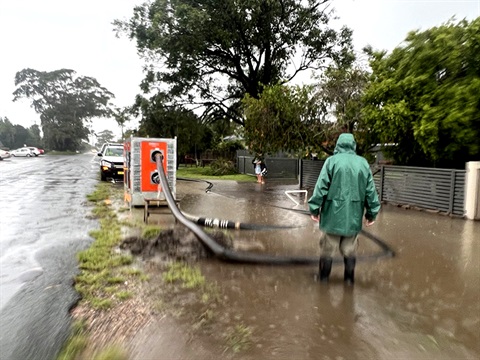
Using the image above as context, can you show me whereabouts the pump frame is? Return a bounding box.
[123,136,177,207]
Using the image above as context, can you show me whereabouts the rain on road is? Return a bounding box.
[0,153,98,360]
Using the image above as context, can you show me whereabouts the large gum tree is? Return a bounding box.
[13,68,114,151]
[114,0,354,131]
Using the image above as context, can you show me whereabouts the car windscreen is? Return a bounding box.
[104,147,123,156]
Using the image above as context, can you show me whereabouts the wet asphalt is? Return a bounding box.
[0,153,98,360]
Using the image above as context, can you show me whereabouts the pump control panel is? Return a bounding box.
[124,137,177,207]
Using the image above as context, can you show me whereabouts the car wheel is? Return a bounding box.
[100,171,107,181]
[27,154,31,157]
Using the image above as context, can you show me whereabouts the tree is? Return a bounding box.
[133,94,209,159]
[13,69,115,151]
[27,124,43,148]
[0,117,16,149]
[312,64,373,154]
[95,129,116,147]
[362,18,480,167]
[113,106,131,139]
[114,0,353,127]
[0,117,42,149]
[242,83,325,154]
[13,125,30,148]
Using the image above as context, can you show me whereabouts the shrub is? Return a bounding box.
[210,158,237,176]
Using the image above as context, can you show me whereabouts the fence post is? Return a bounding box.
[448,170,455,215]
[379,166,385,201]
[299,159,303,188]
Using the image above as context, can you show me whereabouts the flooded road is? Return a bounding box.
[0,154,98,359]
[0,155,478,360]
[142,179,480,360]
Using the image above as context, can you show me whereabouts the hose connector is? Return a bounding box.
[151,150,163,163]
[151,171,160,184]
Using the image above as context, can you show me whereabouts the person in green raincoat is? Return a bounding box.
[308,133,381,284]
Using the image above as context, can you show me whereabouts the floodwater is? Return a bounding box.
[0,152,478,360]
[139,178,480,360]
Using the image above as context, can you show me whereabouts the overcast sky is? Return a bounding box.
[0,0,478,138]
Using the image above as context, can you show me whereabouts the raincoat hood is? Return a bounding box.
[333,133,356,155]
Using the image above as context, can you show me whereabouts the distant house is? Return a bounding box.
[370,143,396,165]
[222,135,243,142]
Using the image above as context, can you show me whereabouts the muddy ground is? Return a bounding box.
[73,222,249,359]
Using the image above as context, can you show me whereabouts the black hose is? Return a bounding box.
[181,211,303,230]
[177,177,213,192]
[176,178,299,230]
[157,154,394,264]
[268,206,395,257]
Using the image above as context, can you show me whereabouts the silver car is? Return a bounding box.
[27,147,42,156]
[0,149,11,160]
[10,148,35,157]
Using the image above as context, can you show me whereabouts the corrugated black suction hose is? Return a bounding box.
[156,154,394,264]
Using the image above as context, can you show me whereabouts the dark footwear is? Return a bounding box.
[344,257,356,285]
[319,257,333,282]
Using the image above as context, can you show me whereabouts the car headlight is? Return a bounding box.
[101,160,113,168]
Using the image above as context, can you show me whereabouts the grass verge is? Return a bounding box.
[60,179,255,359]
[57,182,145,359]
[225,324,253,353]
[177,165,255,181]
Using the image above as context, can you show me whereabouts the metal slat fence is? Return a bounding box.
[237,157,466,216]
[373,166,465,216]
[300,159,325,189]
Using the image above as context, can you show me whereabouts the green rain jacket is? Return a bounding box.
[308,133,381,236]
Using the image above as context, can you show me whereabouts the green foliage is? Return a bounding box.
[312,64,372,155]
[116,291,133,301]
[363,18,480,167]
[89,298,113,310]
[243,83,323,154]
[210,158,237,176]
[163,262,205,289]
[0,117,43,150]
[93,346,129,360]
[13,68,114,152]
[133,94,210,159]
[224,324,253,353]
[215,139,244,155]
[115,0,353,127]
[177,165,254,182]
[95,129,115,148]
[112,106,131,139]
[56,321,88,360]
[141,226,162,239]
[86,183,111,203]
[77,183,141,309]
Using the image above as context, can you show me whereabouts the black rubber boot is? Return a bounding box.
[344,257,356,285]
[319,257,333,282]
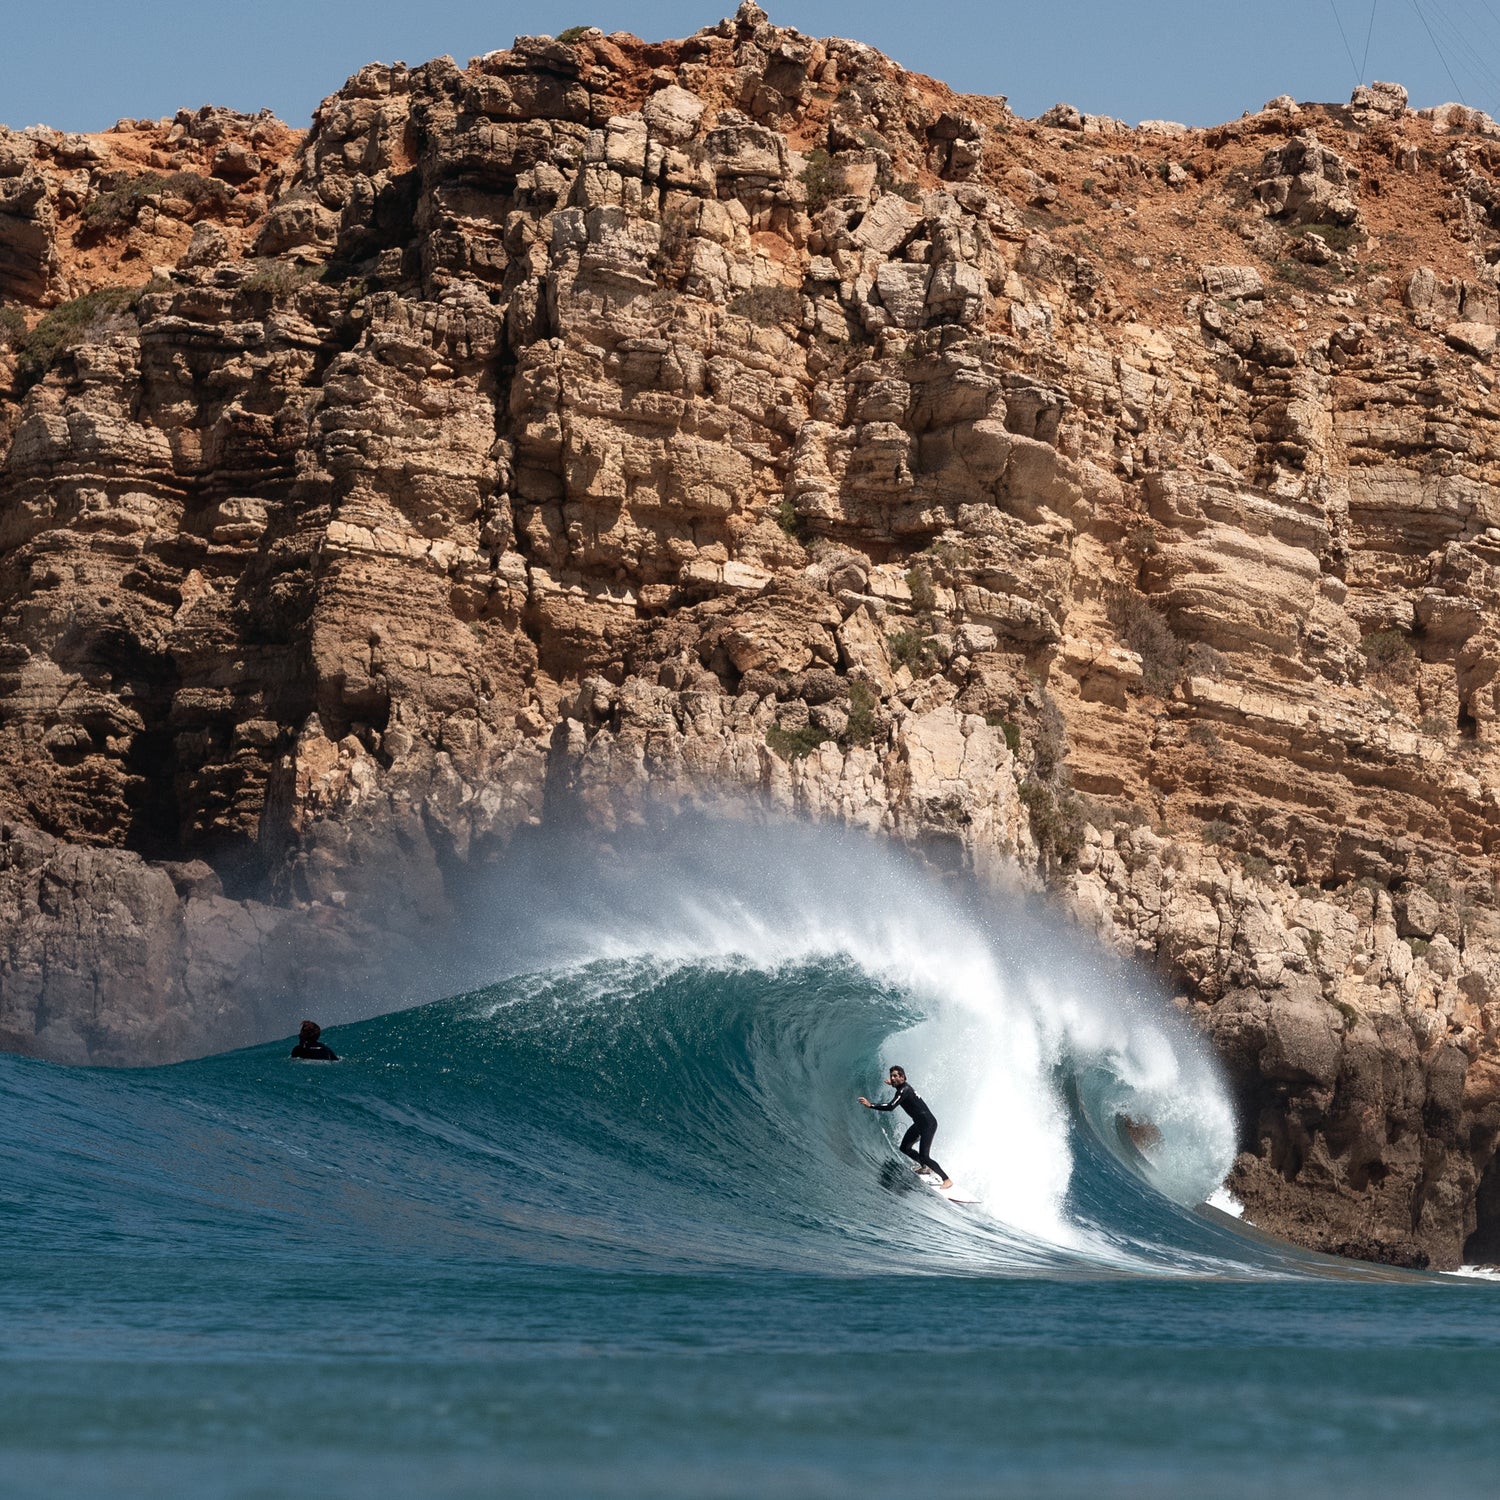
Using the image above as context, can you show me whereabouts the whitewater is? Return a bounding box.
[3,821,1500,1498]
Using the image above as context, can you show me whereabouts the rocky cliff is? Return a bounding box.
[7,6,1500,1267]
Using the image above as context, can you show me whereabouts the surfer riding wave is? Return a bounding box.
[860,1065,953,1190]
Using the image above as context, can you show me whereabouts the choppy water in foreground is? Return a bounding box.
[4,832,1500,1496]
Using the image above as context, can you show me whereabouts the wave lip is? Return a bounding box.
[480,821,1245,1275]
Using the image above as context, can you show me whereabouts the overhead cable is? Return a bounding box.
[1361,0,1379,81]
[1423,0,1500,110]
[1329,0,1364,86]
[1411,0,1469,103]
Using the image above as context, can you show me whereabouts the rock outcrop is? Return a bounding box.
[7,6,1500,1267]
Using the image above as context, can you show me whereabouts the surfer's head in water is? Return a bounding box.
[290,1020,340,1062]
[888,1066,906,1087]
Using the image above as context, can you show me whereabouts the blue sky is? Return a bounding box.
[4,1,1499,134]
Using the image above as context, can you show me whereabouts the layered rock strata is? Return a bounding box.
[7,6,1500,1266]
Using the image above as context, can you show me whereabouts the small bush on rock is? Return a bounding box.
[1286,221,1363,251]
[904,565,937,614]
[766,723,831,761]
[922,538,974,573]
[82,173,170,231]
[1186,722,1223,755]
[13,285,140,391]
[887,628,937,677]
[728,285,803,328]
[985,713,1021,754]
[1030,692,1067,779]
[1104,584,1185,696]
[242,259,319,296]
[0,304,26,349]
[1020,779,1086,867]
[876,163,921,203]
[83,171,231,234]
[1362,628,1416,682]
[556,25,592,43]
[1273,259,1325,290]
[801,148,838,212]
[843,681,880,748]
[1184,641,1228,679]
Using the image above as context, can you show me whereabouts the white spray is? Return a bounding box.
[475,815,1240,1260]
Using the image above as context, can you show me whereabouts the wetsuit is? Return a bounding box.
[869,1082,947,1180]
[290,1041,339,1060]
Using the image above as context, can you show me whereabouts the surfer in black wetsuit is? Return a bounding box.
[859,1066,952,1189]
[290,1020,339,1061]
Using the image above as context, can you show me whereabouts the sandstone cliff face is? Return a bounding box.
[7,5,1500,1266]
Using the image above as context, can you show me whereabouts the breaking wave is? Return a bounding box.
[0,822,1411,1279]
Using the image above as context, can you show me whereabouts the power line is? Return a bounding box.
[1425,0,1500,111]
[1411,0,1468,104]
[1329,0,1364,87]
[1360,0,1379,81]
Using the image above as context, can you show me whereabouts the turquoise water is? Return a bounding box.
[5,852,1500,1496]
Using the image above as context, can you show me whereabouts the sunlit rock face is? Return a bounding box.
[8,4,1500,1267]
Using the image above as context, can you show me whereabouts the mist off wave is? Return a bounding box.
[453,819,1242,1272]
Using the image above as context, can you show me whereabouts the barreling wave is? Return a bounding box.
[0,821,1413,1280]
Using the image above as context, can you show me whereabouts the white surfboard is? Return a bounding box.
[922,1174,977,1205]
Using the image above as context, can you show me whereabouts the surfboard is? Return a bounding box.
[921,1174,977,1205]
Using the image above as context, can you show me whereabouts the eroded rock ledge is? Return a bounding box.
[7,5,1500,1267]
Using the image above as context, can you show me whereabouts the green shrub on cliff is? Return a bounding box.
[984,712,1021,754]
[557,25,592,43]
[771,496,815,543]
[1029,691,1067,779]
[1362,627,1416,682]
[1104,584,1184,697]
[0,304,26,350]
[242,259,319,296]
[1185,721,1223,755]
[904,566,937,615]
[875,160,921,203]
[800,149,837,212]
[83,173,170,230]
[766,723,831,761]
[887,628,938,678]
[13,286,140,392]
[728,285,803,329]
[1020,779,1085,867]
[1286,221,1363,252]
[82,171,231,234]
[843,681,880,748]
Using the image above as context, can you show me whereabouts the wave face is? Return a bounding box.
[0,822,1408,1280]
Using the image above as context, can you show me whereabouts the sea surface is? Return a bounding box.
[4,832,1500,1498]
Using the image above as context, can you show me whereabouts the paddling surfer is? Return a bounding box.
[859,1066,952,1189]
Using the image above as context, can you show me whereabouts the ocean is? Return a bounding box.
[3,830,1499,1498]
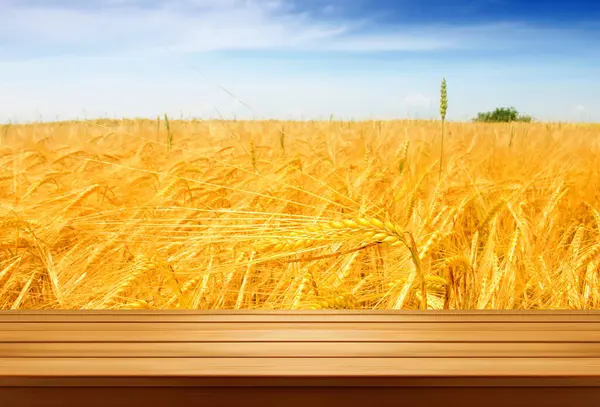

DIRECTIONS
Your answer should consist solely of the lines from the line with "turquoise water is? Return a bounding box." to the final line of the listing, set down word for word, pictures omitted.

RESULT OF THE EXERCISE
Using the image above as context, can you show me whereabouts the turquoise water is? Return a bounding box.
[5,852,1500,1496]
Using the image above as context, can you show me whereabouts the sunlit rock face is? Return a bounding box.
[8,4,1500,1267]
Using the image above as context, can you show me whereabouts the mist off wave is? Return a bounding box.
[453,819,1242,1272]
Using the image above as context, can you show me whereabouts the barreling wave is? Return a bounding box.
[0,821,1413,1280]
Using the image above as context, can you show me whereabouts the white surfboard is? Return a bounding box.
[922,1174,977,1205]
Using the image above as context, can you show me whereabouts the surfboard is? Return a bounding box.
[921,1174,977,1205]
Using the image above as context, can you show me whereabouts the eroded rock ledge is? Return a bounding box.
[7,5,1500,1267]
Using the image above as context, can you show me whereabouts the green shrub on cliff is? Return a bounding box.
[984,712,1021,754]
[557,25,592,43]
[771,496,815,543]
[1029,691,1067,779]
[1362,627,1416,682]
[1104,584,1184,697]
[0,304,26,350]
[242,259,319,296]
[1185,721,1223,755]
[904,566,937,615]
[875,160,921,203]
[800,149,837,212]
[83,173,170,230]
[766,723,831,761]
[887,628,938,678]
[13,286,140,392]
[728,285,803,329]
[1020,779,1085,867]
[1286,221,1363,252]
[82,171,231,234]
[843,681,880,748]
Using the image above as context, can you show me whereabouts the wave face is? Return a bounding box.
[0,822,1408,1280]
Using the image above as context, can you show me whereabouts the sea surface is? Return a bounding box.
[4,832,1500,1498]
Using the image above as context, can you show me whereabouts the paddling surfer is? Return a bounding box.
[859,1066,952,1189]
Using the image above as context, can you show me whereabouts the ocean is? Return a bounding box.
[3,830,1499,1498]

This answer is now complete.